◆ **Assignment**:
Every line from the start of the data through the line containing "target | built-in oven" should be retyped exactly; the pictures should not.

**********

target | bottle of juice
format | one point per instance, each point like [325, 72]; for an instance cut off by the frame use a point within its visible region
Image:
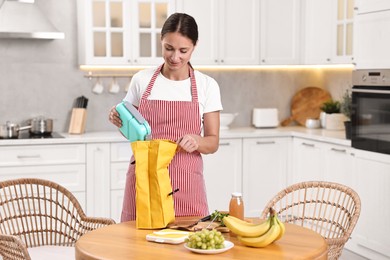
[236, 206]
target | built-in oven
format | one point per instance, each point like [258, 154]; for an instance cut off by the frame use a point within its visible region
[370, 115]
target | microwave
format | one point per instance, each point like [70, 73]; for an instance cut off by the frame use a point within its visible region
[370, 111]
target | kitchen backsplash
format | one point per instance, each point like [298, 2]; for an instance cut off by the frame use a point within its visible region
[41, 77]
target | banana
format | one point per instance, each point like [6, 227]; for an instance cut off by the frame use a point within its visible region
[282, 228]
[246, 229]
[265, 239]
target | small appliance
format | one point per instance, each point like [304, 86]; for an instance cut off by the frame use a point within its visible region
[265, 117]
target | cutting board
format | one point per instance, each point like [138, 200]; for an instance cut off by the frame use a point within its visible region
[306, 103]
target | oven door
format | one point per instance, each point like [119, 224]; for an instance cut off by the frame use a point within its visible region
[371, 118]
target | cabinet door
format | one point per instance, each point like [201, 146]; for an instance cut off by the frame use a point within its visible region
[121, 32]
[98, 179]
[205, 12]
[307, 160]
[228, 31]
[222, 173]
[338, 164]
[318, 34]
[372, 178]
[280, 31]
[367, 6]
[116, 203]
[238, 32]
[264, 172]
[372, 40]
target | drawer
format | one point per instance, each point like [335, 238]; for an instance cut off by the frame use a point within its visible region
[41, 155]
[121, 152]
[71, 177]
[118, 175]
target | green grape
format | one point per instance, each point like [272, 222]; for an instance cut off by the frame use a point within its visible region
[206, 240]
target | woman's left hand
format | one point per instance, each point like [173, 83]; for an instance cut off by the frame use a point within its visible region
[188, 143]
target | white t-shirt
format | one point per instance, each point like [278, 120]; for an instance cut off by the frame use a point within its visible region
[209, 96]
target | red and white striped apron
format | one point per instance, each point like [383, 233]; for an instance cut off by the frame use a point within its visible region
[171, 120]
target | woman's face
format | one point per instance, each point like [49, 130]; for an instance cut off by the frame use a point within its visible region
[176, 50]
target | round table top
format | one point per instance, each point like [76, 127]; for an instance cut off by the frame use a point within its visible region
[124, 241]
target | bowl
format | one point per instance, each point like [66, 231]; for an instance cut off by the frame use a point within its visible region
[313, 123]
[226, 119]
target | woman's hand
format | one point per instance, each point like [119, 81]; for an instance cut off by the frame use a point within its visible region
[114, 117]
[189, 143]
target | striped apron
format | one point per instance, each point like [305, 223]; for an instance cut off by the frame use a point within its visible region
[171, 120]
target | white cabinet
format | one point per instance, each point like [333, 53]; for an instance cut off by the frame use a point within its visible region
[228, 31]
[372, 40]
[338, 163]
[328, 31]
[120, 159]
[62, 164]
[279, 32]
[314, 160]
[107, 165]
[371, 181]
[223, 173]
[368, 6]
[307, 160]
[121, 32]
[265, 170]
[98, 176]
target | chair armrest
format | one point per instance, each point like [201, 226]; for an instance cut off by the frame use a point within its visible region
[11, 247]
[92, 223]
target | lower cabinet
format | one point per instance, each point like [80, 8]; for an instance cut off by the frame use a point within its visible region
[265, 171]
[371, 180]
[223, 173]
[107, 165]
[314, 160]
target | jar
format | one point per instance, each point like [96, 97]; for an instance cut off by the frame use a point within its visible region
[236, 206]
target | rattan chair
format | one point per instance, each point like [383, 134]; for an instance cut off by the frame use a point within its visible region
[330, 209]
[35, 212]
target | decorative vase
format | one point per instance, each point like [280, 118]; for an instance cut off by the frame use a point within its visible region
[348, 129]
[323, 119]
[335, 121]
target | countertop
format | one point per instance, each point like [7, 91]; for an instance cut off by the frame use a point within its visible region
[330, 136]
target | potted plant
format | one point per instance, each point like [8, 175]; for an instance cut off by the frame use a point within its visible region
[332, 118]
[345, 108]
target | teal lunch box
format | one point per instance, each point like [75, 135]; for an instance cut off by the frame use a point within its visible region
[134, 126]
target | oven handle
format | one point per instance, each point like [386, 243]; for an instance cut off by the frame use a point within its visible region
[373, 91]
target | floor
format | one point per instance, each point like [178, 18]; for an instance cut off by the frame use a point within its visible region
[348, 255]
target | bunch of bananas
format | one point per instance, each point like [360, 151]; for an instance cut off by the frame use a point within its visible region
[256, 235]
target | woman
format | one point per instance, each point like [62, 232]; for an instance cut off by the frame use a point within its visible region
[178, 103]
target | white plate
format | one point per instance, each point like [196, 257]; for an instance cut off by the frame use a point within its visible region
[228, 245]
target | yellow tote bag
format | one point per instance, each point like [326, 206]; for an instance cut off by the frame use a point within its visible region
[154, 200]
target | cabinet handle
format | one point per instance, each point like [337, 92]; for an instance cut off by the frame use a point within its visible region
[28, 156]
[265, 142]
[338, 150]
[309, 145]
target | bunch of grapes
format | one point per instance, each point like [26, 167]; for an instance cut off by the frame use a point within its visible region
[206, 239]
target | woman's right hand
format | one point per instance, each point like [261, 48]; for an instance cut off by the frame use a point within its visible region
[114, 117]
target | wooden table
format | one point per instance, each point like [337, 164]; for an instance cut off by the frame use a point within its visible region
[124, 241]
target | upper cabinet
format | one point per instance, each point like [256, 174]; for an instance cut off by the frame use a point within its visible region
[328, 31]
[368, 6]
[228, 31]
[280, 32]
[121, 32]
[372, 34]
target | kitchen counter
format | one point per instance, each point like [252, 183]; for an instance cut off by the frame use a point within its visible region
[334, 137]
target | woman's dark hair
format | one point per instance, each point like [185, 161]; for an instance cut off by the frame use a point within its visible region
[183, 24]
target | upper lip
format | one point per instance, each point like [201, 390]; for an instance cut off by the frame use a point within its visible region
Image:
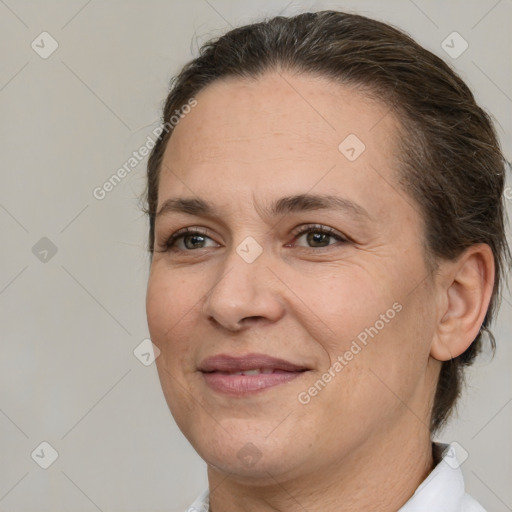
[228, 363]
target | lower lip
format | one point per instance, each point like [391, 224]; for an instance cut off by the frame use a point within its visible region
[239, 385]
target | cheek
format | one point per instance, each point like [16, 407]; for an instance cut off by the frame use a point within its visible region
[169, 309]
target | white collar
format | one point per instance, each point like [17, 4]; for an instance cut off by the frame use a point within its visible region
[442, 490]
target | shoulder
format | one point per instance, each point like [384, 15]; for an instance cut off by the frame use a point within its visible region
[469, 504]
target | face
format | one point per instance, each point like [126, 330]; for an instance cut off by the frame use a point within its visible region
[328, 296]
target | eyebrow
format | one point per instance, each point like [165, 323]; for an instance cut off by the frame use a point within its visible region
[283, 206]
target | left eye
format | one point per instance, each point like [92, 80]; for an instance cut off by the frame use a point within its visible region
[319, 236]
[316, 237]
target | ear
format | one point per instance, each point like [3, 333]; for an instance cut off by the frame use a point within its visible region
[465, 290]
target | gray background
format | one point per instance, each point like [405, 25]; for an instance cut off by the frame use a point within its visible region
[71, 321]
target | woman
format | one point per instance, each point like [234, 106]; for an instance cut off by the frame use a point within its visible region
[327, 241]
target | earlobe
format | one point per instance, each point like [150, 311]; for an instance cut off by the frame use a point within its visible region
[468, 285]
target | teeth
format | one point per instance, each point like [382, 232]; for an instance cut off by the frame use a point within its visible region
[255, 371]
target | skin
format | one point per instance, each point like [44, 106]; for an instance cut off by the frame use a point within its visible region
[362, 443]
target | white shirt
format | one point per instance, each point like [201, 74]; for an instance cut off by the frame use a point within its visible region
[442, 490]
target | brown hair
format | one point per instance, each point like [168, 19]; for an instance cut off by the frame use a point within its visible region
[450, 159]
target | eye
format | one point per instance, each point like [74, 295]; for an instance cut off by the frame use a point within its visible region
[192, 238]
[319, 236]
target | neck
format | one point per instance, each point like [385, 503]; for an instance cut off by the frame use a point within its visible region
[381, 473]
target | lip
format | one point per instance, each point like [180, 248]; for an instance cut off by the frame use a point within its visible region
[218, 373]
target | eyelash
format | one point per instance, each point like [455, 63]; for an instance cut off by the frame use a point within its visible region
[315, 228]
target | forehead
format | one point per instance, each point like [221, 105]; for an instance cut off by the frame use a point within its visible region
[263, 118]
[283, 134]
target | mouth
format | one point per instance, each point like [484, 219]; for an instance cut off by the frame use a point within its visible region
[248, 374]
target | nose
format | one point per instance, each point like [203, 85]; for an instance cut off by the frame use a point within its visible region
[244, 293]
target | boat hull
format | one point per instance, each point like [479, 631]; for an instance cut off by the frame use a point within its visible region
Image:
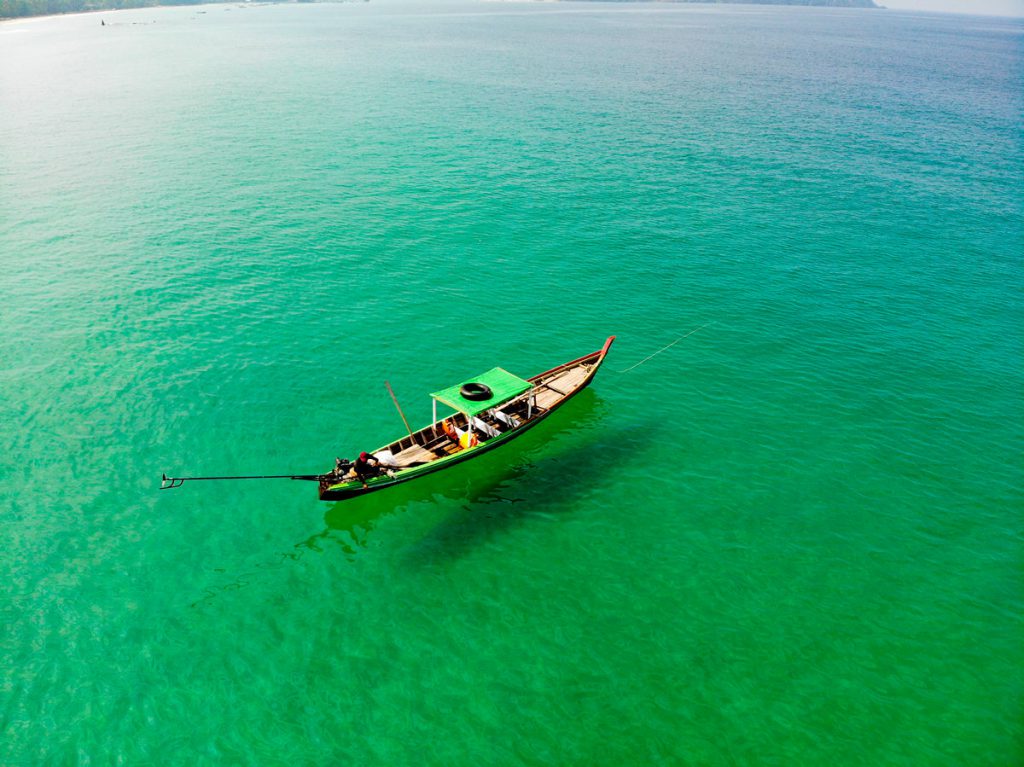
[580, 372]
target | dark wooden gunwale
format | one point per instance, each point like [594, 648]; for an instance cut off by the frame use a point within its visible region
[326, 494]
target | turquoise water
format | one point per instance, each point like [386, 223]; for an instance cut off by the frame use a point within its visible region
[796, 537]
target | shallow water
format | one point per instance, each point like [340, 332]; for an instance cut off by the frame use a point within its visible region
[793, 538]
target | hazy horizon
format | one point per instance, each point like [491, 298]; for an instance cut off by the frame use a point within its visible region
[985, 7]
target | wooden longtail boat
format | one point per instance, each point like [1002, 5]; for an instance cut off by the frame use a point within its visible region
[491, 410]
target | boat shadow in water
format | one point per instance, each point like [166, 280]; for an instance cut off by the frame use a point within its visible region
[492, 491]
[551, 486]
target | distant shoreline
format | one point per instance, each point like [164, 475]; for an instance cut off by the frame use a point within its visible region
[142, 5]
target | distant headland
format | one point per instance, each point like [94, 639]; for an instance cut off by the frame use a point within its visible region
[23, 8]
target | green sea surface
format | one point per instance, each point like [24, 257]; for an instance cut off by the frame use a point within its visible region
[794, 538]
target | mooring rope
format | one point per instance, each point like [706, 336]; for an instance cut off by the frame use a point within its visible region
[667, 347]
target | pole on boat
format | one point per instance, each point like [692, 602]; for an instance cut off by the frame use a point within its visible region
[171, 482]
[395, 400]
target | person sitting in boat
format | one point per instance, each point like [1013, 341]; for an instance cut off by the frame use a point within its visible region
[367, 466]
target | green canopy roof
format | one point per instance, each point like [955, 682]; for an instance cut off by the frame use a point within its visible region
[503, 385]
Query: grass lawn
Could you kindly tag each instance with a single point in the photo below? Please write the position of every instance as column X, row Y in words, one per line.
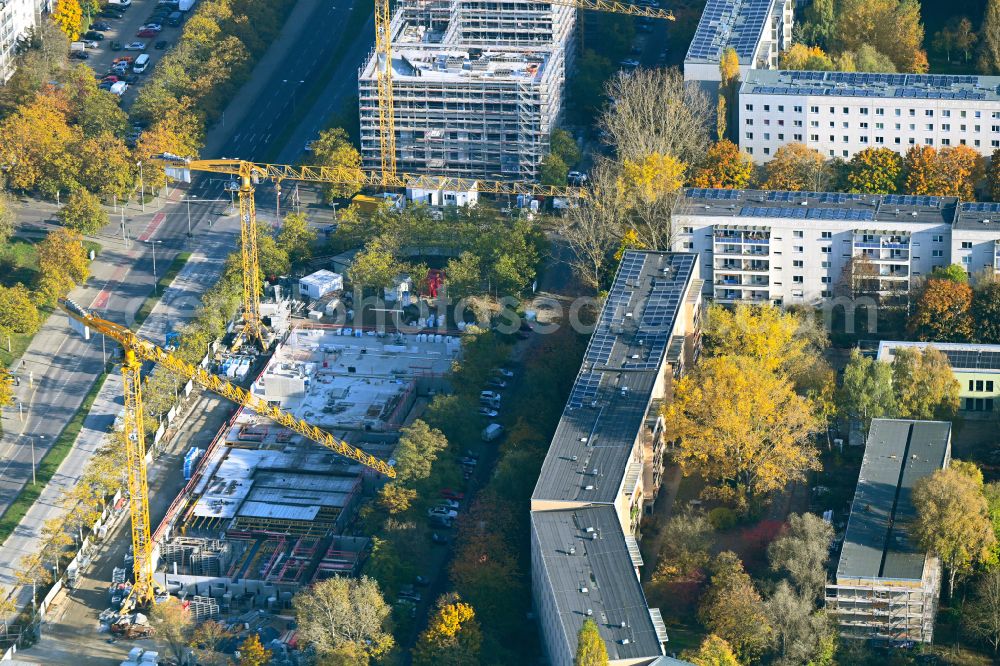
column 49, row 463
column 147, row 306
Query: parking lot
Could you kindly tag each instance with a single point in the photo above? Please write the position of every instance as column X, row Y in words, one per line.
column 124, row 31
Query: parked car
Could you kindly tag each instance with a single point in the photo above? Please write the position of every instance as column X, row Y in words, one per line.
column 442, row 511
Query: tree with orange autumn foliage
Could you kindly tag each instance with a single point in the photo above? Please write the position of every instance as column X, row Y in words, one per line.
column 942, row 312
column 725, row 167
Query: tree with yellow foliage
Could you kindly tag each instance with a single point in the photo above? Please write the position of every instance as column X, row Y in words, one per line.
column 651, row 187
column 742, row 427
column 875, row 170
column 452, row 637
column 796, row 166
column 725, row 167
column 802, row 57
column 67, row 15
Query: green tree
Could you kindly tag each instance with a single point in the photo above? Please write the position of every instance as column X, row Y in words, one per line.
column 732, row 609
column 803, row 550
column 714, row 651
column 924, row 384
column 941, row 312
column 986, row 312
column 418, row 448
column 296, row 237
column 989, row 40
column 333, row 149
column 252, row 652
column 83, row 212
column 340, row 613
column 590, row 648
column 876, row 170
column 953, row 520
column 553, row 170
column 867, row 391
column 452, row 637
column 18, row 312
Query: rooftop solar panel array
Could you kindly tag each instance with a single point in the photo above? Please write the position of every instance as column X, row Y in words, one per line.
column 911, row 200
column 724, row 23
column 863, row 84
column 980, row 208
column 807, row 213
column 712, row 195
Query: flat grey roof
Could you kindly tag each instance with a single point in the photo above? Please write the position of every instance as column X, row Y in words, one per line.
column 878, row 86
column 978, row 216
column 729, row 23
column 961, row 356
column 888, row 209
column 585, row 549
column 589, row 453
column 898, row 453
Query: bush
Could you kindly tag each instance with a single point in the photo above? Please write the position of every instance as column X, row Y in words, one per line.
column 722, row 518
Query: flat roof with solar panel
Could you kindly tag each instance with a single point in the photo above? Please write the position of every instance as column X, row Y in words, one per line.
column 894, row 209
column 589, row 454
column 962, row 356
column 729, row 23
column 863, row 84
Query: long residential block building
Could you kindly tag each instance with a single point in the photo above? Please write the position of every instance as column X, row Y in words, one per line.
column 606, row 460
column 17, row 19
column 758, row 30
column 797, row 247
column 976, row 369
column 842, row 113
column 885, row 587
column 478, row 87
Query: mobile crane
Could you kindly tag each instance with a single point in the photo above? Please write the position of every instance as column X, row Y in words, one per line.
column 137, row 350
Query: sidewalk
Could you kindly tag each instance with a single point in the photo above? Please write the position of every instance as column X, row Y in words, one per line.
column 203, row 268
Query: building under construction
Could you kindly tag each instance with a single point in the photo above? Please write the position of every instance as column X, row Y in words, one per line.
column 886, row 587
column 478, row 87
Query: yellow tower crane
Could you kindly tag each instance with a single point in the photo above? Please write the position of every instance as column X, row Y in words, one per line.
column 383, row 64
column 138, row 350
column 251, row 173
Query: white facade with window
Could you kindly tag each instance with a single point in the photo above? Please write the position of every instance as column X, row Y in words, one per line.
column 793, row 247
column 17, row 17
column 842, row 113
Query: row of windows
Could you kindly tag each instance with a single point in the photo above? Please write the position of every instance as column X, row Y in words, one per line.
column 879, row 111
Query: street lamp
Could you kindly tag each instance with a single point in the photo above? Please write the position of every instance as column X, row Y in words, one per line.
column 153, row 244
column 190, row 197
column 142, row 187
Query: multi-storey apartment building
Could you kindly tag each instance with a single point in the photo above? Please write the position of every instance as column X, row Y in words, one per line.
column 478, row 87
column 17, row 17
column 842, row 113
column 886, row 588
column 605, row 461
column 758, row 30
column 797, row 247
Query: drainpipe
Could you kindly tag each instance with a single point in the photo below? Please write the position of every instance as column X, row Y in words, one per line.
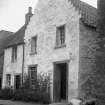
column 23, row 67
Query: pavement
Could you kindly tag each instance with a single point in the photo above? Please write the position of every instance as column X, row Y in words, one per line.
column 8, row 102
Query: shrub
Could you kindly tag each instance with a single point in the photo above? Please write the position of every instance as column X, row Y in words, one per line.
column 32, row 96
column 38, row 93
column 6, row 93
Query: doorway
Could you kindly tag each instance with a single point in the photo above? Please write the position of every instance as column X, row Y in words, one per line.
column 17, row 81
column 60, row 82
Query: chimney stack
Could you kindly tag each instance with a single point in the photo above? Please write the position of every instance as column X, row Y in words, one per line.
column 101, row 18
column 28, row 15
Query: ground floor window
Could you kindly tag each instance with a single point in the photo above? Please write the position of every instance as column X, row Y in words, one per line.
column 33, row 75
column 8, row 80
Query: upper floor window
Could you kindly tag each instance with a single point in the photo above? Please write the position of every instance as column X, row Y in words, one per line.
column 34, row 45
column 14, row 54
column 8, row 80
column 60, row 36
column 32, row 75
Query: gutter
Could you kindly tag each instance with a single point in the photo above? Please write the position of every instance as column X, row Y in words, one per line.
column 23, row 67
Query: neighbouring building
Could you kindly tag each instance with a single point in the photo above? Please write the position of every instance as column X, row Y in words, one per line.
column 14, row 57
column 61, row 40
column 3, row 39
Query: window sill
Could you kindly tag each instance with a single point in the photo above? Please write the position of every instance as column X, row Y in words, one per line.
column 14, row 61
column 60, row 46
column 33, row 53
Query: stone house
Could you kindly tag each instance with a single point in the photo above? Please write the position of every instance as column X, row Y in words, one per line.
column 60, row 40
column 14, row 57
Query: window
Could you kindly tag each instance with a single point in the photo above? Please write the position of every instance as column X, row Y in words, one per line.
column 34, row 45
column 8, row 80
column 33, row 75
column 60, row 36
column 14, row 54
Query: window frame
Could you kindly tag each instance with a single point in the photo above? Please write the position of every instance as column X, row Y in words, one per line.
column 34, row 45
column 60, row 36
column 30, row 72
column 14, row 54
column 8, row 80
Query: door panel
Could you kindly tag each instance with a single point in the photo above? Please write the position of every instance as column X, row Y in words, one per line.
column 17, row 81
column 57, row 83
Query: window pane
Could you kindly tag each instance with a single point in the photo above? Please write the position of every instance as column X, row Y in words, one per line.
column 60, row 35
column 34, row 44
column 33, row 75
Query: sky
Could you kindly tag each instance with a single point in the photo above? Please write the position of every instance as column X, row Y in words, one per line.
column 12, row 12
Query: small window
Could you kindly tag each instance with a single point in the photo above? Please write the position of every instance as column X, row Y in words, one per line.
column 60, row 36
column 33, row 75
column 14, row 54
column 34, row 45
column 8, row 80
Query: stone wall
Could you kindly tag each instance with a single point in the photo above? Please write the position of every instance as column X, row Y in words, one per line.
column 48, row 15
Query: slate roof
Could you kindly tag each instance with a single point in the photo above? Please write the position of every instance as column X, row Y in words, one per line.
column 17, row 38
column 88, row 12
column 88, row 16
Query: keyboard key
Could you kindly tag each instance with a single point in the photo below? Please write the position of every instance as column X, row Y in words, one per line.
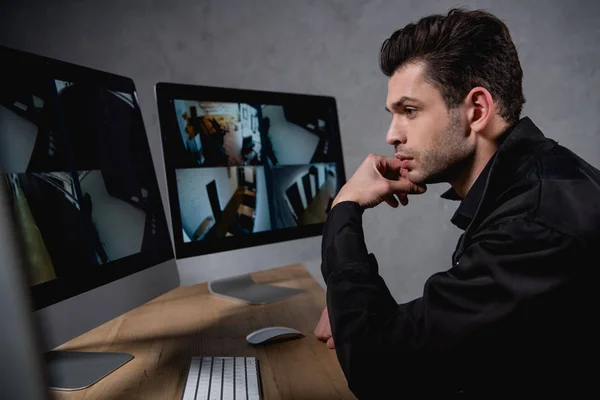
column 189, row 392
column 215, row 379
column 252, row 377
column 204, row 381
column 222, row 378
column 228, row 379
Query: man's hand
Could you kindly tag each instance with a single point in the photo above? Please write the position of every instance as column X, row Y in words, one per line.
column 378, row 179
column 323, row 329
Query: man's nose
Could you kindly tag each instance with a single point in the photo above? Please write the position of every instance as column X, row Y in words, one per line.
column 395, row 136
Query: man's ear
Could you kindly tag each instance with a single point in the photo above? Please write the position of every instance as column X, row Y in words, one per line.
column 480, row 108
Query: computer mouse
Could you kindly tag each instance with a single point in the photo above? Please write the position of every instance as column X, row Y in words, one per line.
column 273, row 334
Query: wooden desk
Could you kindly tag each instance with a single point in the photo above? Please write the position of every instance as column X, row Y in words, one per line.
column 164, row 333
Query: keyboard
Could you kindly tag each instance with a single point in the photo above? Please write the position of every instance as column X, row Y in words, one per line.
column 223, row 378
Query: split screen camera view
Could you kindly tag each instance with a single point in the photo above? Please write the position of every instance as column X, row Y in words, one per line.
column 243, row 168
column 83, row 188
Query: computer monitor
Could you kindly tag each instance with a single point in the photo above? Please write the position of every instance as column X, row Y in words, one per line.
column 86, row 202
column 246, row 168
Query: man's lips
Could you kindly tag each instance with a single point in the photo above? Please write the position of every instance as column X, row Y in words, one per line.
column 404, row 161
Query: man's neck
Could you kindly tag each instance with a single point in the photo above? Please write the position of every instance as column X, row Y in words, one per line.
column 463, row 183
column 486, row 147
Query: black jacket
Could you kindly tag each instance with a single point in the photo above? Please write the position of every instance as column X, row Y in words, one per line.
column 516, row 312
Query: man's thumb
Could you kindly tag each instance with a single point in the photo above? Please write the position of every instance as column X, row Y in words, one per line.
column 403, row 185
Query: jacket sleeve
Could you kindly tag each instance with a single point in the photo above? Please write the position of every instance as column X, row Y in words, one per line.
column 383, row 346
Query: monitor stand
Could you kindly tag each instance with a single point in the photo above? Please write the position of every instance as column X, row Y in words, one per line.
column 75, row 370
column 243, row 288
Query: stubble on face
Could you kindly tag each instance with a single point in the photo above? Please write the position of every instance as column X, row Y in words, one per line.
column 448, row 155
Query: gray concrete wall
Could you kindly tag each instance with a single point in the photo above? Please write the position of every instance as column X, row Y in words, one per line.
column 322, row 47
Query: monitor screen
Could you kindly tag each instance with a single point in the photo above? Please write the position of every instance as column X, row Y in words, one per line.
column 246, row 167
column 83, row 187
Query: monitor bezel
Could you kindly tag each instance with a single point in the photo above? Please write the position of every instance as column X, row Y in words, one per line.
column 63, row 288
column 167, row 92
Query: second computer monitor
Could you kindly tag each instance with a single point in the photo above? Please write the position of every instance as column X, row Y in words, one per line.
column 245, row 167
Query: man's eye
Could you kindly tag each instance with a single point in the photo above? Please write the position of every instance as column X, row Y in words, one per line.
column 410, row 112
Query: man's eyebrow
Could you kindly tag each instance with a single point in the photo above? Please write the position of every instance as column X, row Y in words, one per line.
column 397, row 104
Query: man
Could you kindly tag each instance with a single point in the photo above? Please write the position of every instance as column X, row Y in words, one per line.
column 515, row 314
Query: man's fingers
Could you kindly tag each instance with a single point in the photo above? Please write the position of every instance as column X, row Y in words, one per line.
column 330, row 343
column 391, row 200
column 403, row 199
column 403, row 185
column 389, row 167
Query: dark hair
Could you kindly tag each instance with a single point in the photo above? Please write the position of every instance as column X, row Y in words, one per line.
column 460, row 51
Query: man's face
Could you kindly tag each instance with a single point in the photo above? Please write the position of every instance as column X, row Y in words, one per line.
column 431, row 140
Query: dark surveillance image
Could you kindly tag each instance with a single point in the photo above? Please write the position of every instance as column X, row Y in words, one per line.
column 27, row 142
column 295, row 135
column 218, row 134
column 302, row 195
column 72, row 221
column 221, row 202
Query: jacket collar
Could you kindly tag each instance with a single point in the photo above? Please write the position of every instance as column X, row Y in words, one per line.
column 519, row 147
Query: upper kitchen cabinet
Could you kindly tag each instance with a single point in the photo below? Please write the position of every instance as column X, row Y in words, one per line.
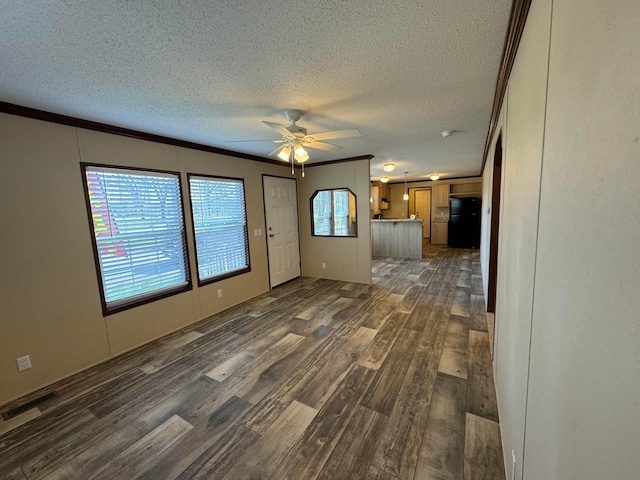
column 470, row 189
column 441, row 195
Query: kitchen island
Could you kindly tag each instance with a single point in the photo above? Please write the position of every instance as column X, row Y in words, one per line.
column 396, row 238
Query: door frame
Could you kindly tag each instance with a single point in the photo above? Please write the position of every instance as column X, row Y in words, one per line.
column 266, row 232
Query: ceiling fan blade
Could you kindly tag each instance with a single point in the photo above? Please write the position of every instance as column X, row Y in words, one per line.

**********

◆ **Solution to the exercise**:
target | bottle of juice
format | one point per instance, each point like [325, 72]; for an instance cut off by the frame use a point within its visible region
Image:
[236, 206]
target | built-in oven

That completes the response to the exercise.